Thai actress and singer (born 1993)

Chicha Amatayakul (ชิชา อมาตยกุล, ; born 5 August 1993), born Kanyawee Phumsiridol and nicknamed Kitty, is a Thai actress and singer. She was a former member of the girl group Kiss Me Five from Kamikaze Records and best known for her role as Nanno in Netflix's anthology series Girl from Nowhere (2018–2021).

== Early life and education ==
Chicha was born on August 5, 1993. She attended Grade 4 at Chitralada School. She attended high school at an international school under the British Curriculum (IGCSE) at the age of 15 before entering higher education in the Faculty of Business at Assumption University and Faculty of Law at Ramkhamhaeng University.

_TASK 1_
Using the biography of Chicha Amatayakul above, mark each statement yes or no and quote the words that decide it. (a) Chicha was born Kanyawee Phumsiridol. (b) Chicha attended Grade 4 at Assumption University. (c) Chicha played Nanno in Girl from Nowhere.
_TASK 2_
According to the biography of Chicha Amatayakul, which record label was the girl group Kiss Me Five from?

_Dataset records_
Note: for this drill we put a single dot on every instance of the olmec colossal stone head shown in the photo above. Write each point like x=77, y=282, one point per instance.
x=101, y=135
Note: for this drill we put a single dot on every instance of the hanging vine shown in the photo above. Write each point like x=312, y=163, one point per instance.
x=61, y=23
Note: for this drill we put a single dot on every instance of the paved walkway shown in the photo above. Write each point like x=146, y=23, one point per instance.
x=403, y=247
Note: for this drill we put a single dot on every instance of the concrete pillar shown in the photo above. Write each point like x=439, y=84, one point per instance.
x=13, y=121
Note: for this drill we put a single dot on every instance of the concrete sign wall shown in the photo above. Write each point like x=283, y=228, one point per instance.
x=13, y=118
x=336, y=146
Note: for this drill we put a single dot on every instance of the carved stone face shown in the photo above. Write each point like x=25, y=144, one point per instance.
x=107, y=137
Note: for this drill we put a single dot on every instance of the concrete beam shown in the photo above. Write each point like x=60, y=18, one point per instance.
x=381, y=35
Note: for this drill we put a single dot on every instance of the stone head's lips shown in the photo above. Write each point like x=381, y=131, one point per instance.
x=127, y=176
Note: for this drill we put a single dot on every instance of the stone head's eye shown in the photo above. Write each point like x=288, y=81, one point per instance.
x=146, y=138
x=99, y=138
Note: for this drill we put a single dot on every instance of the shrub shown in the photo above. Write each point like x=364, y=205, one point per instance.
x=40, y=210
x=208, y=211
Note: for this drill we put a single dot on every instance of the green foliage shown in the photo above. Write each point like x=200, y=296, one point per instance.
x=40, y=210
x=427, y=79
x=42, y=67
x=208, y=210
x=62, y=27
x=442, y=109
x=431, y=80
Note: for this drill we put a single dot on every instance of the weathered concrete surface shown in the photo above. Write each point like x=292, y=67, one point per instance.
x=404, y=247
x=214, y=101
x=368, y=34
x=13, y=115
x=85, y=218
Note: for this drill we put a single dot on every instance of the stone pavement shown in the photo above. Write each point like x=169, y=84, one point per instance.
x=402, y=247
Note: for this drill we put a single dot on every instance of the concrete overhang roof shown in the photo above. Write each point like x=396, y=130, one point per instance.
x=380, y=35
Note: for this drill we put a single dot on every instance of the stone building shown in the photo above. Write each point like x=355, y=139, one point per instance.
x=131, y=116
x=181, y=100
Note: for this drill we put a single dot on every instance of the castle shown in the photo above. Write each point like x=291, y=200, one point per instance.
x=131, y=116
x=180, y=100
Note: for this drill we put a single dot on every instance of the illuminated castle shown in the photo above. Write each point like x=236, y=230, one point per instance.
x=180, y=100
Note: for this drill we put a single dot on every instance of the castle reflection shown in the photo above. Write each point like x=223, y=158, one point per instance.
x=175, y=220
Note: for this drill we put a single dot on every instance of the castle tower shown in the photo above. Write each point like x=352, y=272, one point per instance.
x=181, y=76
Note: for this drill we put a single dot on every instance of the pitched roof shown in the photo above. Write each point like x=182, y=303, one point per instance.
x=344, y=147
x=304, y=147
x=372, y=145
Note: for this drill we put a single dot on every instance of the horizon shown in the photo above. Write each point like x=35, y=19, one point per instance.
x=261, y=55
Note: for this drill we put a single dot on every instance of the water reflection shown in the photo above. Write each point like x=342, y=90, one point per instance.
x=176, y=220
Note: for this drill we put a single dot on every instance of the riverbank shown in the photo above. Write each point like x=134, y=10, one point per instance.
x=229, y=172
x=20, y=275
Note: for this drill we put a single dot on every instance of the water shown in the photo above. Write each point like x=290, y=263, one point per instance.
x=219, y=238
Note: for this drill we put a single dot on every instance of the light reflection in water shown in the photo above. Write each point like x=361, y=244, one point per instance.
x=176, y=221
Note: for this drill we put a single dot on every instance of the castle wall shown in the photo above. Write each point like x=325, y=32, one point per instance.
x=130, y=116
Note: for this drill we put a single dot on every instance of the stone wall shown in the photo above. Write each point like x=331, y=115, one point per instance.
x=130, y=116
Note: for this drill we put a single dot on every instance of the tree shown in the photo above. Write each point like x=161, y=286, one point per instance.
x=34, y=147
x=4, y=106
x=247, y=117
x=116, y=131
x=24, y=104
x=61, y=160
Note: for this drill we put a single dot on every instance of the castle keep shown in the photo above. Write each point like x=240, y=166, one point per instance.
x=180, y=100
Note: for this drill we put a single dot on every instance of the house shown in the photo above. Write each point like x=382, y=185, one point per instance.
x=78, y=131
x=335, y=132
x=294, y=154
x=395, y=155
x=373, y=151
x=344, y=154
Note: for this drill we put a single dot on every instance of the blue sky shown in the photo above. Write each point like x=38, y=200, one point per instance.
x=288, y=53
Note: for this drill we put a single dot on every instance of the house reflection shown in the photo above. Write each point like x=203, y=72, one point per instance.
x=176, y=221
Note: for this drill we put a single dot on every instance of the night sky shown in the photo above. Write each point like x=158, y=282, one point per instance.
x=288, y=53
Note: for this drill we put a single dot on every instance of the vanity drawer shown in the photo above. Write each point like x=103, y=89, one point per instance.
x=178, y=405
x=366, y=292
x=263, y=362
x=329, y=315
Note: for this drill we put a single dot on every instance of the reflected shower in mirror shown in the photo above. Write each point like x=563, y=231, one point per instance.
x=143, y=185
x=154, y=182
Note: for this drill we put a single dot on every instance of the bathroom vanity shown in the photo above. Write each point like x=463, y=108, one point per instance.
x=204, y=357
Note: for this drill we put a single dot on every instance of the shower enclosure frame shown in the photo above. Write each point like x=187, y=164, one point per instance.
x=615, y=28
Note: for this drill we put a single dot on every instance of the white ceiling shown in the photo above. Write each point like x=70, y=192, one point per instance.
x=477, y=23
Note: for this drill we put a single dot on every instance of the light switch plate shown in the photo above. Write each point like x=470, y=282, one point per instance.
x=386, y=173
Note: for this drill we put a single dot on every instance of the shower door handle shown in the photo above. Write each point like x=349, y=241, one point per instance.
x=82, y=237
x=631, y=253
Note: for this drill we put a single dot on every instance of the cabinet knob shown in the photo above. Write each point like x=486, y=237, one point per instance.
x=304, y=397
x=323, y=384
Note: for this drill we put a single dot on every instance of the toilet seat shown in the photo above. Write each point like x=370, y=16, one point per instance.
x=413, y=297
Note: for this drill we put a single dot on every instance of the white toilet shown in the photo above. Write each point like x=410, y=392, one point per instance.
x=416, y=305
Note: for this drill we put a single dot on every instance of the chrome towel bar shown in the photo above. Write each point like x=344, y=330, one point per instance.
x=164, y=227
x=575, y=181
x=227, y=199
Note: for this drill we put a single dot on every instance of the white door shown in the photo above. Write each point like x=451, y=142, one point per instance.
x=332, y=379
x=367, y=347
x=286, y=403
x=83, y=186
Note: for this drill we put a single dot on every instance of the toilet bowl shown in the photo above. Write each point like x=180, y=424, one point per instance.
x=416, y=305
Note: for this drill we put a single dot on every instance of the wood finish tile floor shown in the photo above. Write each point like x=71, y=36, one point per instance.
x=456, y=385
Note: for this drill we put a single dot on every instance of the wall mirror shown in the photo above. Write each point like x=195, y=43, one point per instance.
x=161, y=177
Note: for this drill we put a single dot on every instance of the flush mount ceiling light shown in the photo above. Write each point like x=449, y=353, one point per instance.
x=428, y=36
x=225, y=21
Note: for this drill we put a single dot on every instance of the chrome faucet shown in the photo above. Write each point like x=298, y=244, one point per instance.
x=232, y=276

_WRITTEN RESPONSE 1_
(a) Yes: "born Kanyawee Phumsiridol"
(b) No: "She attended Grade 4 at Chitralada School."
(c) Yes: "best known for her role as Nanno in Netflix's anthology series Girl from Nowhere (2018–2021)"

_WRITTEN RESPONSE 2_
Kamikaze Records